Odfiltruj z poniższego listingu wiersze zawierające słowo „stone” i przepisz je bez zmian.

= DANE WEJŚCIOWE =
* * * * * * *
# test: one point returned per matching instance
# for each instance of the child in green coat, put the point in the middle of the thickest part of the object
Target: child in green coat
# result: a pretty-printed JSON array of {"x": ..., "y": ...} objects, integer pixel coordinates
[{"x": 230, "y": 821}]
* * * * * * *
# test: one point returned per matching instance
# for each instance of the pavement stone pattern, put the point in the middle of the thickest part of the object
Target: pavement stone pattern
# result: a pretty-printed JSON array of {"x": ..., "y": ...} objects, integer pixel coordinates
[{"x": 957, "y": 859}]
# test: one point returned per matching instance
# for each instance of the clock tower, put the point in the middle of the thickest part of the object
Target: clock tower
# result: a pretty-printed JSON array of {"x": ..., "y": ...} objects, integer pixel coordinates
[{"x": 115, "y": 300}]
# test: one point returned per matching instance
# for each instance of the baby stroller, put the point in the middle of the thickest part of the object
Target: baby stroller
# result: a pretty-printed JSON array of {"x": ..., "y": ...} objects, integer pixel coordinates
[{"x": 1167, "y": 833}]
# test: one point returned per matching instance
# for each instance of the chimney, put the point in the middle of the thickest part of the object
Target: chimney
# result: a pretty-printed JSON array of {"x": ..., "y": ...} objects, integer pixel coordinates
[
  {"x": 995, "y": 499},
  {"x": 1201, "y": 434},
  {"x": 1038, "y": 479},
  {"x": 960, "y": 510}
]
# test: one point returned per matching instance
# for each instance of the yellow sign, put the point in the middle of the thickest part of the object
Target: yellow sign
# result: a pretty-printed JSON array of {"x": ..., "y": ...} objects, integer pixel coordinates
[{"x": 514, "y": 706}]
* * * * * * *
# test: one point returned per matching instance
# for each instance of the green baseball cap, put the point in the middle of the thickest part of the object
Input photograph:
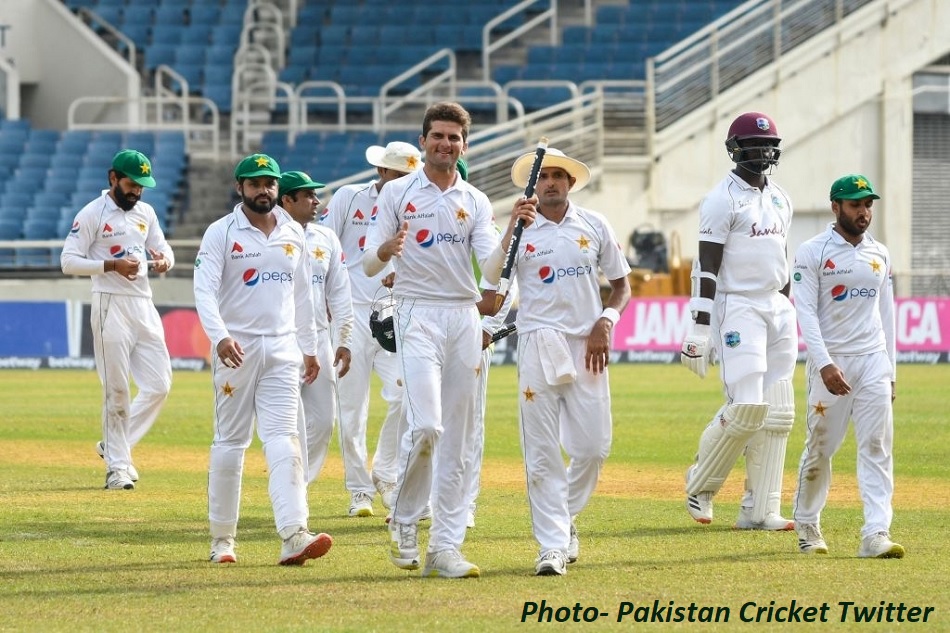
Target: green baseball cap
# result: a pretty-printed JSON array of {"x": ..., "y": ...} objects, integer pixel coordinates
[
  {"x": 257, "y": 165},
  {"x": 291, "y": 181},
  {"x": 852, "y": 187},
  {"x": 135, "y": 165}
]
* * * * * * *
= ROZWIĄZANIE ZADANIA =
# for each instance of the pavement stone pattern, put the point in the middle of the thickest part of the object
Target: pavement stone pattern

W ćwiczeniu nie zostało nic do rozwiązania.